Using the listing below, please gather every line containing the word "locating".

--

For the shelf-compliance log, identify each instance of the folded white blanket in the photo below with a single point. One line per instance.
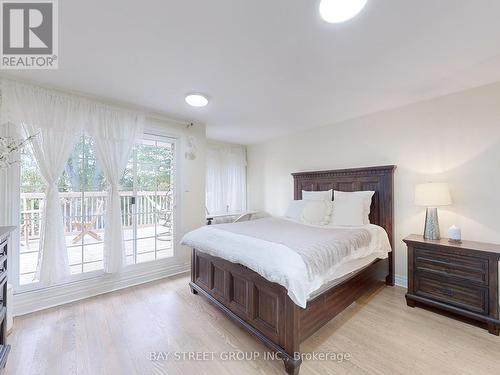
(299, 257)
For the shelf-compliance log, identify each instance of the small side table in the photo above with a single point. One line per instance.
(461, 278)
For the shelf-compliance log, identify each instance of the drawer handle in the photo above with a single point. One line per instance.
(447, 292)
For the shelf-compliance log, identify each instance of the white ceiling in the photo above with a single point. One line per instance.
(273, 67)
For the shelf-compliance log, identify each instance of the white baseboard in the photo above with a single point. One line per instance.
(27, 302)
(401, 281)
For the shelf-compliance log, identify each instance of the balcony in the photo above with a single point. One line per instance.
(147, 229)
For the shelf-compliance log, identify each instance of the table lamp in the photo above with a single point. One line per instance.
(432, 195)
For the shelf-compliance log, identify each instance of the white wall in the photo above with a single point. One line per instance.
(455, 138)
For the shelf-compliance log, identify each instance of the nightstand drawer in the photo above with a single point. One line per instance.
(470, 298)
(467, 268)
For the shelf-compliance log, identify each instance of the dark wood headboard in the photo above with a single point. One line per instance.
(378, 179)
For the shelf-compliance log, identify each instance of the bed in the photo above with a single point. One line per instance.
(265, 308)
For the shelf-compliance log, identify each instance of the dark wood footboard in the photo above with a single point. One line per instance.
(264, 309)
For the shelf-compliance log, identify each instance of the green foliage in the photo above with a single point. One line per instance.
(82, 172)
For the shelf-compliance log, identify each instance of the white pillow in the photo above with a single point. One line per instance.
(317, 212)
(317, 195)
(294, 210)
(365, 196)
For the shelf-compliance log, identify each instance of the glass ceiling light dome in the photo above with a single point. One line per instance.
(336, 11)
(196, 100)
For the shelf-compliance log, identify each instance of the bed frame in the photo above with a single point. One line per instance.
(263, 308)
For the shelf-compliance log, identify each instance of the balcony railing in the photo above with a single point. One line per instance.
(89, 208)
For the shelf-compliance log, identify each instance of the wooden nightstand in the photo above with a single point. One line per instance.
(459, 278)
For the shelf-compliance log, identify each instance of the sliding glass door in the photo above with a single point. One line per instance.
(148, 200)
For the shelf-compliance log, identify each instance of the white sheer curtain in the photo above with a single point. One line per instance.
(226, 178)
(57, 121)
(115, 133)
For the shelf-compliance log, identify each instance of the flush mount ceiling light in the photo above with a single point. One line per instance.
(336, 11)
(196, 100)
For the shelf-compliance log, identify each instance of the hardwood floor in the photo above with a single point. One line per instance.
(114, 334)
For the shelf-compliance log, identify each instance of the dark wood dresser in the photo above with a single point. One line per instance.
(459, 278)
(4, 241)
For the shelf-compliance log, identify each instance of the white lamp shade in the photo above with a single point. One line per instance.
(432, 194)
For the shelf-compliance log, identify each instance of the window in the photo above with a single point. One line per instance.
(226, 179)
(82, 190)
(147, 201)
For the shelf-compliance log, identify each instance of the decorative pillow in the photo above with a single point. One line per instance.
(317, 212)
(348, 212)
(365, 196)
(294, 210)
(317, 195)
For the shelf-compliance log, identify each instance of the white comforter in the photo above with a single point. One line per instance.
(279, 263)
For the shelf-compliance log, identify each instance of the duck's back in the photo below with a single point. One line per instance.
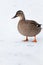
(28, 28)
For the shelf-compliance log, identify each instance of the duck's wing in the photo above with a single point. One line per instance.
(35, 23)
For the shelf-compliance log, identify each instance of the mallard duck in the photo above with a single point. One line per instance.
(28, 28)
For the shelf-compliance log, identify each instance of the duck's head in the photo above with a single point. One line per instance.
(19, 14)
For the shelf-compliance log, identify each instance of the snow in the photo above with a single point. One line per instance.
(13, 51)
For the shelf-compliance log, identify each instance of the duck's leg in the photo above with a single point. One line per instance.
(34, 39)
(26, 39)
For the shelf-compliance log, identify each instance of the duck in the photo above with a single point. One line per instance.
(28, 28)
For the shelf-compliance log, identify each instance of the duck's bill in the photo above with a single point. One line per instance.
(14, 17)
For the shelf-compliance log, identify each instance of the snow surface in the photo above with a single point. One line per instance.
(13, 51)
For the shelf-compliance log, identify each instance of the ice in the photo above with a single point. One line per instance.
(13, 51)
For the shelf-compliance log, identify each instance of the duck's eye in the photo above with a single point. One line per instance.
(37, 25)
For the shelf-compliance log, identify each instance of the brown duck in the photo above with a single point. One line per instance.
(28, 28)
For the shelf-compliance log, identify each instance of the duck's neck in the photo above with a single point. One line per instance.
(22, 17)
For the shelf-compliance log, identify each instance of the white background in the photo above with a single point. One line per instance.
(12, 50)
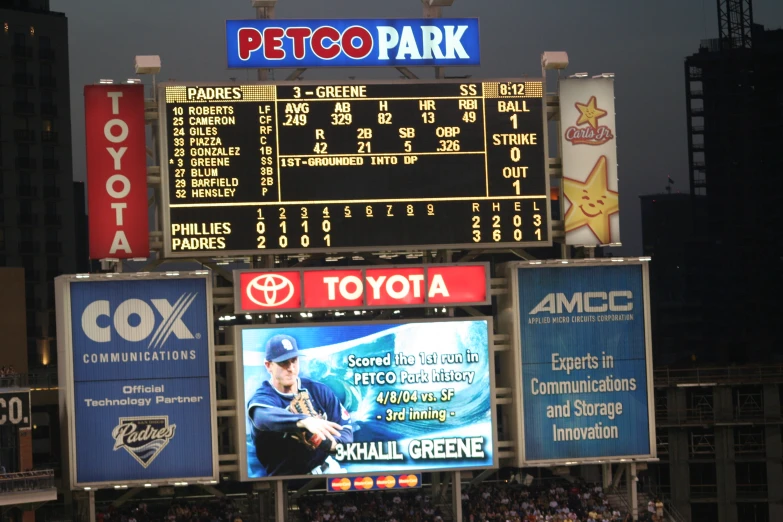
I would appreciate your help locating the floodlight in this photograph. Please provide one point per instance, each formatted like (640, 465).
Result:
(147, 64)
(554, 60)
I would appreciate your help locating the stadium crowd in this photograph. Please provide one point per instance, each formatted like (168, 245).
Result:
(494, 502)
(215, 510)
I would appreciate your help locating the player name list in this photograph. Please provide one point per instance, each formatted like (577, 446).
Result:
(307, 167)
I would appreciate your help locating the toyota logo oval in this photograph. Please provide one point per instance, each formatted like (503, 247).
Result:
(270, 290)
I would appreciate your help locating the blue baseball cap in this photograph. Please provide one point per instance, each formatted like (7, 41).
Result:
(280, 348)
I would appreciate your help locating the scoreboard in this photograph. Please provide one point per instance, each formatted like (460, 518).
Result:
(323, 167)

--

## Output for this task
I would appreciate your help locating the floodlight in this photograph. Please provide one point per instance, each formatted like (640, 465).
I would appreciate your help locating the stadium crowd in this photograph. Please provide one point per instance, each formatted like (168, 245).
I would appreciate your help locating the player name list in this photograph. Please provide one point per instance, each formatted like (577, 446).
I would appreciate your help locating the toyota logo oval in this photograph. Please provide one point per instance, each formatted like (503, 247).
I would appreciate your help locating the blue baseball cap in this photograph. Please provide one point per instance, each formatted like (7, 41).
I would appreciate your help locating the scoreboard in this photograph. Please provide one point per instance, each formatted like (460, 518).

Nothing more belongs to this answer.